Just months before Berlin was divided into East and West by the Berlin Wall, the 1961 European Figure Skating Championships were held in that city from January 26–29. When construction of the infamous wall began in August 1961, it signified the final divide of not only a city but a nation. Additional barriers, including more than one million anti-personnel landmines, along the 850-mile border between East and West also helped to “protect” the citizens of East Germany from the evils of the capitalist West Germany. It would be nearly 30 years before citizens would be free again to pass over the border—in Berlin or elsewhere.
The stark design of the pins produced for the 1961 European Championships perhaps reveals much about Germany itself at the time. The black and white palette can be viewed as a metaphor for the age-old struggle of good versus bad. For example, is the skater in white whose reflection is in black meant to symbolize cultural and political strife? Does it symbolize opposing sides and values? Or something else? Or nothing? One can only conjecture. Bold and graphical, the pins make a solemn statement, whether intentional or not.
The well-made pins are a fine memento of the only major international figure skating championship that took place that year, given the sudden and subsequent cancellation of the 1961 World Championships, scheduled for Prague, Czechoslovakia. In the gallery below are four examples of pins from the European event, each issued to a different participant: Competitor, Official, Judge, and Functionary. Like the medals awarded to winners at the event, the finishes of the decorative borders on the pins are gold, silver, and bronze. Interestingly, the pin given to competitors features a silver border when one would think it might have been more appropriate for athletes—who comprise the reason for the event—to have been honored with gold.

Goals:
1. Repeat everything in the piece on the 1961 skating championship pins from "Just months before" down to "Berlin or elsewhere.", word for word.
2. Reproduce the rows word for word, taking everything from the start of the rows down to the line that contains "[[210,101],[112,84],[111,182],[211,173],[214,107]]", including that line. Leave the pictures out of your answer.

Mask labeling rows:
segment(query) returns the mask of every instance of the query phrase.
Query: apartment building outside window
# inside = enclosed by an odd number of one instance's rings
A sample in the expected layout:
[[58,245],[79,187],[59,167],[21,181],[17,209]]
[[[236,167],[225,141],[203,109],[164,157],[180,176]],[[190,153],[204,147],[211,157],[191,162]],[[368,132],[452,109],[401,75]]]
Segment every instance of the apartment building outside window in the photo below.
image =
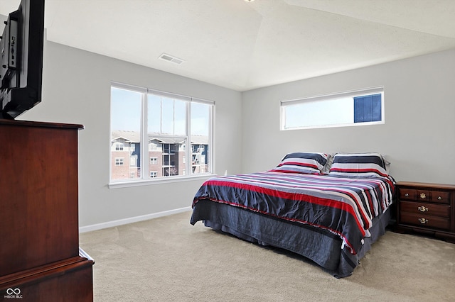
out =
[[210,101],[112,84],[111,182],[211,173],[214,107]]

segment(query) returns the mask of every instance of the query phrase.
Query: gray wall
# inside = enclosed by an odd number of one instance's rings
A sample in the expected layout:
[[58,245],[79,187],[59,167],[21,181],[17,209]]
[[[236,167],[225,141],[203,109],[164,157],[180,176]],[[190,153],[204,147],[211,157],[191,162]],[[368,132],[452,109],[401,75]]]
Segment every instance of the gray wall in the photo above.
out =
[[44,59],[43,101],[18,119],[84,125],[80,227],[190,207],[204,180],[108,188],[111,81],[214,101],[215,172],[241,171],[240,92],[50,42]]
[[[397,180],[455,183],[455,50],[240,93],[47,42],[43,102],[19,119],[83,124],[80,226],[188,208],[196,179],[109,189],[110,82],[213,100],[215,172],[262,171],[292,151],[380,152]],[[279,130],[279,101],[385,87],[385,124]]]
[[[383,86],[385,123],[279,130],[279,102]],[[289,152],[380,152],[397,181],[455,184],[455,50],[269,86],[242,96],[242,171]]]

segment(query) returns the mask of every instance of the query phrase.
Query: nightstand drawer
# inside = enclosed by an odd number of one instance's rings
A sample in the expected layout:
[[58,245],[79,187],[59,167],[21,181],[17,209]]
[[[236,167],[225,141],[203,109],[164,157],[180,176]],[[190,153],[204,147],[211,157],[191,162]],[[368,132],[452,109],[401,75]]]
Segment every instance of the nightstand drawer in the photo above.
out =
[[400,216],[402,223],[418,225],[422,228],[450,230],[450,219],[449,218],[405,212],[401,212]]
[[400,189],[400,199],[450,203],[450,192],[420,189]]
[[425,203],[416,201],[400,201],[400,209],[402,213],[406,212],[416,215],[450,217],[450,206],[443,204]]
[[400,189],[400,199],[414,201],[417,196],[417,190],[414,189]]

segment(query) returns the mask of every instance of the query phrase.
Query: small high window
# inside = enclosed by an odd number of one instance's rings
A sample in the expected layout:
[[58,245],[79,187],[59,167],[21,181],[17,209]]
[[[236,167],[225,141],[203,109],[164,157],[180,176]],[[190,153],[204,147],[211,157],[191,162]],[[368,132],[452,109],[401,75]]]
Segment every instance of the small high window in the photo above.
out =
[[384,123],[383,87],[281,102],[281,130]]

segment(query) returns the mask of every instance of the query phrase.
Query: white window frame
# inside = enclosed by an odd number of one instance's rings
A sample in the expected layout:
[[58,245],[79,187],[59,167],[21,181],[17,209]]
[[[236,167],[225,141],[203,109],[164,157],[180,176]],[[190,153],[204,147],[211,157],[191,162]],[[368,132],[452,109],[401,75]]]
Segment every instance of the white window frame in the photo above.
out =
[[[373,122],[361,122],[354,123],[353,120],[352,123],[333,123],[333,124],[325,124],[325,125],[304,125],[296,127],[286,128],[286,111],[285,108],[289,106],[298,105],[300,104],[304,104],[306,102],[315,102],[315,101],[325,101],[329,100],[335,100],[337,99],[343,98],[354,98],[356,96],[366,96],[370,94],[381,94],[381,121],[373,121]],[[385,104],[384,104],[384,87],[378,86],[368,89],[358,89],[355,91],[349,91],[345,92],[338,92],[331,94],[325,94],[321,96],[311,96],[308,98],[282,101],[280,102],[280,130],[284,131],[292,130],[301,130],[301,129],[315,129],[315,128],[336,128],[336,127],[346,127],[346,126],[358,126],[358,125],[378,125],[385,123]]]
[[[118,83],[118,82],[111,82],[110,88],[112,87],[121,89],[127,89],[131,90],[136,92],[139,92],[144,94],[143,95],[143,101],[142,101],[142,116],[141,121],[141,176],[139,178],[134,179],[122,179],[121,181],[113,181],[110,179],[112,175],[112,171],[109,171],[109,189],[115,189],[115,188],[122,188],[122,187],[127,187],[132,186],[138,186],[138,185],[147,185],[152,184],[158,184],[162,182],[173,182],[173,181],[181,181],[186,180],[194,180],[198,178],[204,178],[206,179],[210,177],[212,175],[214,175],[214,171],[215,171],[215,103],[213,101],[205,100],[203,99],[193,98],[191,96],[161,91],[159,90],[146,89],[144,87],[139,87],[136,86]],[[183,175],[176,175],[176,176],[169,176],[169,177],[156,177],[156,178],[150,178],[150,167],[149,165],[149,144],[144,143],[144,142],[148,142],[149,137],[146,131],[142,131],[143,129],[146,128],[146,125],[147,125],[147,101],[146,98],[149,94],[161,95],[162,96],[167,96],[171,98],[175,98],[179,100],[183,100],[188,102],[188,108],[187,110],[186,114],[186,120],[187,120],[187,136],[186,142],[188,144],[191,144],[191,106],[190,104],[192,102],[195,103],[201,103],[207,105],[211,106],[211,111],[210,112],[209,116],[209,146],[210,148],[210,156],[208,158],[208,165],[210,167],[210,172],[206,173],[198,173],[198,174],[191,174],[190,175],[186,174],[186,171],[191,171],[191,167],[188,166],[188,161],[186,161],[184,172]],[[112,113],[110,115],[112,118]],[[112,123],[111,123],[112,124]],[[112,130],[111,131],[112,132]],[[178,135],[174,135],[176,137]],[[188,156],[191,157],[191,148],[186,148],[186,154],[185,158]],[[188,154],[188,152],[189,155]],[[111,155],[109,155],[109,159],[111,158]],[[146,163],[144,164],[144,163]],[[109,164],[109,167],[112,167]],[[147,176],[148,177],[146,177]]]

Answers by task:
1.
Just months before Berlin was divided into East and West by the Berlin Wall, the 1961 European Figure Skating Championships were held in that city from January 26–29. When construction of the infamous wall began in August 1961, it signified the final divide of not only a city but a nation. Additional barriers, including more than one million anti-personnel landmines, along the 850-mile border between East and West also helped to “protect” the citizens of East Germany from the evils of the capitalist West Germany. It would be nearly 30 years before citizens would be free again to pass over the border—in Berlin or elsewhere.

2.
segment(query) returns the mask of every instance of the query phrase.
Query: apartment building outside window
# inside = enclosed by an odd number of one instance's rings
A sample in the expected layout:
[[58,245],[79,187],[59,167],[21,181],[17,209]]
[[[236,167],[225,141],[203,109],[164,157],[180,176]],[[190,153],[204,147],[211,157],[191,162]],[[368,132],[452,109],[401,75]]]
Segment every instance of the apartment building outside window in the photo below.
image =
out =
[[210,101],[112,84],[111,182],[211,173],[214,107]]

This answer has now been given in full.